### TASK TO CARRY OUT
Out of the lines below, please list those that hold the string "roof".
*** DATA FOR THE TASK Section Begins ***
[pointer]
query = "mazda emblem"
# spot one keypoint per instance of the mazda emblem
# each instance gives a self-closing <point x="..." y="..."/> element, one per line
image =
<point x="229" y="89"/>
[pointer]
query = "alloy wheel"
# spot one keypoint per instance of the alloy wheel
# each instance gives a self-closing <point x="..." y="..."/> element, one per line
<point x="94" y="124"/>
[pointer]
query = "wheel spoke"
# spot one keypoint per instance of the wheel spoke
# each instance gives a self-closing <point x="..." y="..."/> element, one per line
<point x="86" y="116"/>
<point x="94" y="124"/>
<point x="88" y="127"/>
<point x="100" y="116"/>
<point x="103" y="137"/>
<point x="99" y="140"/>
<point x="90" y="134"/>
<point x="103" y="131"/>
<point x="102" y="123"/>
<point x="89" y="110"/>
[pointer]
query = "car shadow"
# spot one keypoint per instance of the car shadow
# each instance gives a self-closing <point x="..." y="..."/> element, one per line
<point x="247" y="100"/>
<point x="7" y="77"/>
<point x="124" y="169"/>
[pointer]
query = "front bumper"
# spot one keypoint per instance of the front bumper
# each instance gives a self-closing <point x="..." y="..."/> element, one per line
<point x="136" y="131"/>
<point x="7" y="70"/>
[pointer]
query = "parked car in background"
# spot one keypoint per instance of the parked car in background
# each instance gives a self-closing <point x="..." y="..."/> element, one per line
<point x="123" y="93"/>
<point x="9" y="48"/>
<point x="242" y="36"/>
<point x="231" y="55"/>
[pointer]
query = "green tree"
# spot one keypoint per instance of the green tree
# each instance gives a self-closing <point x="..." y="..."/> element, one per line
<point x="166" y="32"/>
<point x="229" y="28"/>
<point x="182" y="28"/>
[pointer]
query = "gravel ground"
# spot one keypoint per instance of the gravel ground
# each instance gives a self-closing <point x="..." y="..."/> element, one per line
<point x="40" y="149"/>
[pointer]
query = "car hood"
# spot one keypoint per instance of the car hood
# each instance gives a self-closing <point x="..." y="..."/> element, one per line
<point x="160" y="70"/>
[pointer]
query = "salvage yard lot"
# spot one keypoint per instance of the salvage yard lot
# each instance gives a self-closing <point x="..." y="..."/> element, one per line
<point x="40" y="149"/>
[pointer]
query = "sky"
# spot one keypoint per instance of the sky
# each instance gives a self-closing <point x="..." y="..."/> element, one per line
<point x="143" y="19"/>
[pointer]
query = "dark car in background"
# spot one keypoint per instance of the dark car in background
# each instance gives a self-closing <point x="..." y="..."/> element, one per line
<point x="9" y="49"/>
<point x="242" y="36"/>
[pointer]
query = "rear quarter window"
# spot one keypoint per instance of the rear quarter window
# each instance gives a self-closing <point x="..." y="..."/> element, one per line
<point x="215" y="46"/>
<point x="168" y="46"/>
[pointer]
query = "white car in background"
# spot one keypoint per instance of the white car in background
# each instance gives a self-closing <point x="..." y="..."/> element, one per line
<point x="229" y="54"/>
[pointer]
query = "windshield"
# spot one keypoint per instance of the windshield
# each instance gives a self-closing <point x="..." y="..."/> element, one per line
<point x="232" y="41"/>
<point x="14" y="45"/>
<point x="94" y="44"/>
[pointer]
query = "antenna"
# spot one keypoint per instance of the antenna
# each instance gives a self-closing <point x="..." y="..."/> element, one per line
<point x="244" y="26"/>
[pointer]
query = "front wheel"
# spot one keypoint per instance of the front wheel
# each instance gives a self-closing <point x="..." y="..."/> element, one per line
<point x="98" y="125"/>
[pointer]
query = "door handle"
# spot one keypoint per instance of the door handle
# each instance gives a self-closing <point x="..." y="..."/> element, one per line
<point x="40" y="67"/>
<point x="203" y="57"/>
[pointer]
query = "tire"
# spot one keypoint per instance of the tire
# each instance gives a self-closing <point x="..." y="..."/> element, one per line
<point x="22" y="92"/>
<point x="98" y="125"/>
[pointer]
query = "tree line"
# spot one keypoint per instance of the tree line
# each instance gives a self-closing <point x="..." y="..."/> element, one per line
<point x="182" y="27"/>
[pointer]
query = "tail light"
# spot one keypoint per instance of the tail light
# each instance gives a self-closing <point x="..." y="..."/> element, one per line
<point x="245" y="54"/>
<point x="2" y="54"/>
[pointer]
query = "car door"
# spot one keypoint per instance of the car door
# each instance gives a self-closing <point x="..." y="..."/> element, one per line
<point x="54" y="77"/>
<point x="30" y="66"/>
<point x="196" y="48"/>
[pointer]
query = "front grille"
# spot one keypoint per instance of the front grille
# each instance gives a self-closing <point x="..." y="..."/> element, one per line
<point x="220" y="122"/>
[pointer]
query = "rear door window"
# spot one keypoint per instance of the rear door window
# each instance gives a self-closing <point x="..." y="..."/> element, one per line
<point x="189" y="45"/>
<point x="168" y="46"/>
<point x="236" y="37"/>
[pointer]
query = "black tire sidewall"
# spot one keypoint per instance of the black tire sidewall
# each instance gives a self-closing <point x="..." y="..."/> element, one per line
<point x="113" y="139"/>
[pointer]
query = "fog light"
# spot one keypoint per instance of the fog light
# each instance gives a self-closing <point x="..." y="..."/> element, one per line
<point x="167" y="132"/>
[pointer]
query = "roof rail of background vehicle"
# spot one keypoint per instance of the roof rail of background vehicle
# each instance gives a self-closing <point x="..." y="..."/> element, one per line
*** DATA FOR THE TASK Section Ends ***
### RESULT OF THE TASK
query = "roof rail of background vehicle"
# spot one keypoint per instance of the roof rail of background vehicle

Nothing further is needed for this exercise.